In the post about New Year's resolutions for writers, which books does the writer resolve to reread?

• Document:
[Start]
With the beginning of 2026 comes New Year’s resolutions. For a while, I took New Year’s resolutions the wrong way completely—stuff like “eat vegetables” or “go for a walk every day”. Yes, those are good things to aim for, but I’ve found that resolutions that have to do with what you like to do are much easier to do and end up making it a better year altogether. Since I made that connection, I’ve made New Year’s resolutions I actually want to carry out, and it affects the rest of my life well, too. But what resolutions will you really be motivated to do? Resolutions like “write 100,000 words” or “write 100 words a day” get far more daunting as you go into the year. So what is doable?


1. Write every day

Personally, I’m not a huge fan of “write X words every day” resolutions. If you have one and carry through, that’s fantastic, but they’re just too much stress for me. For one, I don’t use my computer on Sundays. Sometimes I work right after school and don’t get home until 10pm. Sometimes I’m out of the house all day for several days in a row, or at some sort of overnight event, or just plain tired. To write a thousand (or even just a hundred) words every day for a year seems impossible sometimes.

But to write every day is not the same thing. To write every day can apply to anything—you wrote notes in class? Fantastic. A sentence in your journal about how work went? Well done, you did it. A few bullet point ideas in the notes app on your phone? Goal accomplished. Getting into the habit of writing something, anything, every day can be the beginning of really getting into the habit of writing more on a regular basis.


2. Read

Currently, I’m part of a competition in which the members of the Habit (my online writing cohort) count how many words we write a day and add them all up to see which team can write the most in a week. My sister and I have been talking about it nonstop, and at one point, my dad said, “With all this writing words, you should have a contest about how many words you read, too. The input is just as important as the output.”

Since about three or four years ago, I hardly read at all. It’s very sad, really, and I want to. So one of my New Year’s resolutions is to reread all the Harry Potter books. It’s doable, I’ll enjoy them, and hopefully it’ll get me into the habit of reading more. My sister tries every year to read every book on her shelf, and I believe she said that means she has to read one about every three days. Clearly, she reads a lot more than I do.

Maybe you all already read enough. Or maybe you’re in the same boat as I am, and would get better as a writer if you read more. It doesn’t have to be “read every book on the shelf” if you don’t think you can do that. Maybe it’s just to read your favorite books again.


3. Start a Blog

I don’t know how long ago I started this blog. I remember asking my mother if she thought it was a good idea, though, and she told me, “Starting a blog changed my life. Everyone should do it.”

One of my New Year’s resolutions was to link my website to my blog. Now, my blog (previously a long URL containing Wix’s branding) is my website, simply zoecottrell.com. Another resolution I made is to post regularly. It took me a while to get the website linked, but now that it is, I plan to do my best to post once a week or so.
[End]
(Stored entries)
[Start]
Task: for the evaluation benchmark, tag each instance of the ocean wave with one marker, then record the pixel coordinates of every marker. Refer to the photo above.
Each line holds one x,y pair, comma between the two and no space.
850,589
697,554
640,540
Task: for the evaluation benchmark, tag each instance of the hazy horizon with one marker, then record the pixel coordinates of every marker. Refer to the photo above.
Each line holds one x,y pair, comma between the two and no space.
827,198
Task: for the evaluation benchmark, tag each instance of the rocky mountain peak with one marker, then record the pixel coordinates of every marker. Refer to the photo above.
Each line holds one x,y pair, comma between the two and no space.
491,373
[End]
• Result: All the Harry Potter books.